Text
Subject to the satisfaction of the conditions for closing of the Equity Issue, the shares issued are expected to be delivered on or about 23 December 2013 by delivery to a separate ISIN pending approval and publication of a listing prospectus. Pending such publication, the Offer Shares will not be tradable on Oslo Børs. Following publication of the Prospectus, the Offer Shares will be transferred to the Company’s ordinary ISIN and thus automatically listed and tradable on Oslo Børs.

Further details of the Equity Issue will be set out in the notice of extraordinary general meeting expected to be dispatched by the Company on or about 26 November 2013 and made available through the Oslo Stock Exchange reporting system. As stated above, the Equity Issue is i.a. subject to approval by the extraordinary general meeting, due approval of the Refinancing Proposal by the relevant bondholders’ meetings, by Statoil and the respective partners, and by the syndicate banks.

The payment date for the Private Placement is expected to be on or about 23 December 2013 with registration and delivery on or about 23 December 2013.

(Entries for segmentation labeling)
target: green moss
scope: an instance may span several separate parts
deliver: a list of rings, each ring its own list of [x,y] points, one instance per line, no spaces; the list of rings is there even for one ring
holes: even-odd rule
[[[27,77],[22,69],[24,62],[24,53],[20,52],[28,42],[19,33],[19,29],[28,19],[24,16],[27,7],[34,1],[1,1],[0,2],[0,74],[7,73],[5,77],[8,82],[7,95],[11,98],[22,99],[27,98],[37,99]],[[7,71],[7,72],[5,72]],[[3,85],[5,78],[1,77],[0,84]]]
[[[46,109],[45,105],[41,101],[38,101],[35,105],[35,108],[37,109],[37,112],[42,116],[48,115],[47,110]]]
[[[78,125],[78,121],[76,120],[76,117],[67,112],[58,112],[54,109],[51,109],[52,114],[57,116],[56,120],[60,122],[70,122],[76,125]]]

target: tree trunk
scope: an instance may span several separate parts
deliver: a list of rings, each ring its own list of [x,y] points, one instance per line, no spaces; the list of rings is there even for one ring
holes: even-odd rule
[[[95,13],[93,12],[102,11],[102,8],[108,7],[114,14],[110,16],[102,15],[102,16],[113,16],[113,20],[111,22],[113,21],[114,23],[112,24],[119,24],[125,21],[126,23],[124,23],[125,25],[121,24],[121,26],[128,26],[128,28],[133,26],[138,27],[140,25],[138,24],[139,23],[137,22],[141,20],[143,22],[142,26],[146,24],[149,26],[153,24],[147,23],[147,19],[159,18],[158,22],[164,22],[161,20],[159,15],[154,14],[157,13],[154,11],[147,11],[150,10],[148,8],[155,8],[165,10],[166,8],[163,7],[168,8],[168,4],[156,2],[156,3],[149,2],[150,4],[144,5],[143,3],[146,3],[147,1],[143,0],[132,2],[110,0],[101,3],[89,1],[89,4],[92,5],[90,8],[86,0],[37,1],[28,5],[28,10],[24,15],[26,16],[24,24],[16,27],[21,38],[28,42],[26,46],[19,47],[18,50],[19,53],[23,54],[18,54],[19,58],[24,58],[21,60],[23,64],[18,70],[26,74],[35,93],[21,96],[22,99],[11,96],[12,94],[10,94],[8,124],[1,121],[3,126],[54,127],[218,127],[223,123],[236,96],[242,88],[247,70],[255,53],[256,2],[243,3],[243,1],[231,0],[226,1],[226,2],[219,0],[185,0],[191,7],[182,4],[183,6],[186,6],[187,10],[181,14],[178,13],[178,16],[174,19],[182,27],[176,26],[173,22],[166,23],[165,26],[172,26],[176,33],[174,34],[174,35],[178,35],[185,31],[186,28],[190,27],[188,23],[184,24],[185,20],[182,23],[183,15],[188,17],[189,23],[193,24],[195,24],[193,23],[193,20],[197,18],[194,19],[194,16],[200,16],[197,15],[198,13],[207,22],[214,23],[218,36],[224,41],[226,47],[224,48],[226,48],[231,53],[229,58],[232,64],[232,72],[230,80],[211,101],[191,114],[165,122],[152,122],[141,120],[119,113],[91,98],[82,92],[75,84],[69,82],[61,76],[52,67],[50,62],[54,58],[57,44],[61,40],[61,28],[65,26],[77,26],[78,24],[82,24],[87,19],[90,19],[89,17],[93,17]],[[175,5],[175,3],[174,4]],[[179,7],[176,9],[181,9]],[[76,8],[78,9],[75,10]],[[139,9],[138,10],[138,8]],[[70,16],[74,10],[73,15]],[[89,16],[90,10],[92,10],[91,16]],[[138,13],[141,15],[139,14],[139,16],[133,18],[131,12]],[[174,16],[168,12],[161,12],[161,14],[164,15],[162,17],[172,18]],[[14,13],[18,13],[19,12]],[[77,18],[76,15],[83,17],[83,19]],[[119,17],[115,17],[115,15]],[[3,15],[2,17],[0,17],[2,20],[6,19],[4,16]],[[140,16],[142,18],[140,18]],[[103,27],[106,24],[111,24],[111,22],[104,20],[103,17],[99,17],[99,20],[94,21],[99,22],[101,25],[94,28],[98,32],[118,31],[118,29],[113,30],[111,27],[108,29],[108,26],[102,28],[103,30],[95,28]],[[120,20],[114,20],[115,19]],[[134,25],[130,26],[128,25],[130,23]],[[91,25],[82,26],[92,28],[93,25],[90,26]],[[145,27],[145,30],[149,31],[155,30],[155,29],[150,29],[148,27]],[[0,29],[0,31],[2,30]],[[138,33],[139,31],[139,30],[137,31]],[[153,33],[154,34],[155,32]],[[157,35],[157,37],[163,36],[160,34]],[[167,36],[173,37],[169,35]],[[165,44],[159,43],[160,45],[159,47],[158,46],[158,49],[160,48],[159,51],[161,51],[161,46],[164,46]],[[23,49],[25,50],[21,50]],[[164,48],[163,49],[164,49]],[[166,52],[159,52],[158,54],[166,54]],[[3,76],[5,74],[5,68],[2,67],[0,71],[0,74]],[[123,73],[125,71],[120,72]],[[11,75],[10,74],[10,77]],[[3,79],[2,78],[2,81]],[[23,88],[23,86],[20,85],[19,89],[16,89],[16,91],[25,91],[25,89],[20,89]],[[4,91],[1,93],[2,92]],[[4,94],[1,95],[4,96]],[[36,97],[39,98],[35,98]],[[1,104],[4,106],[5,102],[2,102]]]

Given task 1
In the equity issue announcement, on or about what date is the Company expected to dispatch the notice of extraordinary general meeting?
Given task 2
Write the next part of the equity issue announcement, picking up after its final sentence.
The entries can be left aside.

Task output 1
On or about 26 November 2013.

Task output 2
Following completion of the Private Placement, the Company intends to carry out a subsequent repair offering of up to 61 million shares at a subscription price of NOK 2.50, resulting in gross proceeds of up to approximately USD 25 million (NOK 152.5 million), in which the Company expects to grant shareholders holding less than 110,000 shares as of close of trading 22 November 2013 (who are not allocated shares in the Private Placement) non-tradable subscription rights based on their shareholding as of that date (as registered in the VPS on 27 November 2013). Consequently, the shares in the Company will trade exclusive of the right to participate in the Subsequent Offering from and including 25 November 2013. Shareholders allocated shares in the Private Placement will not receive subscription rights, but subscription without subscription rights and oversubscription will be allowed. Shareholders holding shares through a nominee account may risk not receiving subscription rights.

The Convertible Bond Issue
The Convertible Bond will be subordinated unsecured obligations of the Company. The Convertible Bond will be denominated in USD and will have a strike price of 25% above the equity issue price of NOK 2.50 (the strike price will be fixed in USD at the prevailing NOKUSD exchange rate as publicized by Norges Bank on the date of completion of the Convertible Bond issue). The Convertible Bond will have semi-annual coupon payments expected to be in the range of 4.00-6.00% p.a., pricing to be set through an accelerated bookbuilding.
The Company will give preference to current shareholders and investors participating in the Private Placement. Other allocation criteria may include size of the order, the investor quality, timeliness of the order and applicable selling restrictions. Bondholders in the 2011/2016 and 2012/2015 bonds shall have an option to subscribe for and be allocated an aggregate of USD 20,000,000 of the Convertible Bond.

The minimum subscription amount is USD 200,000.
As stated above, the Convertible Bond Issue is i.a. subject to approval by the extraordinary general meeting of the Company, due approval of the Refinancing Proposal by the relevant bondholders’ meetings, by Statoil and the respective partners, and by existing lending banks.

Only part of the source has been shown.